**PROBLEM STATEMENT:**
Rewrite the material below as a CSV with two columns, command and outline. Give one row per command, putting its text and its full answer each in a single quoted field with line breaks replaced by spaces, and leave out the pictures.

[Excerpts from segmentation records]
——

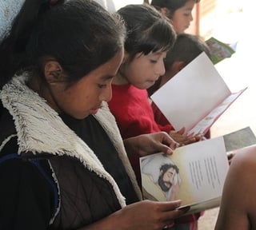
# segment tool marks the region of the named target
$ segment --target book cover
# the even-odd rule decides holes
[[[230,58],[235,50],[230,45],[222,42],[215,38],[210,38],[206,41],[209,46],[211,60],[214,64],[222,61],[226,58]]]
[[[140,158],[144,199],[181,199],[186,214],[219,205],[229,163],[223,137],[216,137]]]
[[[185,127],[187,135],[203,135],[246,89],[231,93],[208,56],[202,53],[151,99],[175,130]]]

——

**ANSWER:**
command,outline
"# segment tool marks the region of the named target $ segment --target book cover # the even-odd rule decides holes","[[[230,58],[235,50],[230,45],[222,42],[215,38],[210,38],[206,41],[209,46],[211,60],[214,64],[222,61],[226,58]]] [[[140,158],[144,199],[181,199],[186,214],[219,205],[229,163],[223,137],[216,137]]] [[[185,127],[187,135],[203,135],[246,89],[231,93],[208,56],[202,53],[151,99],[175,130]]]"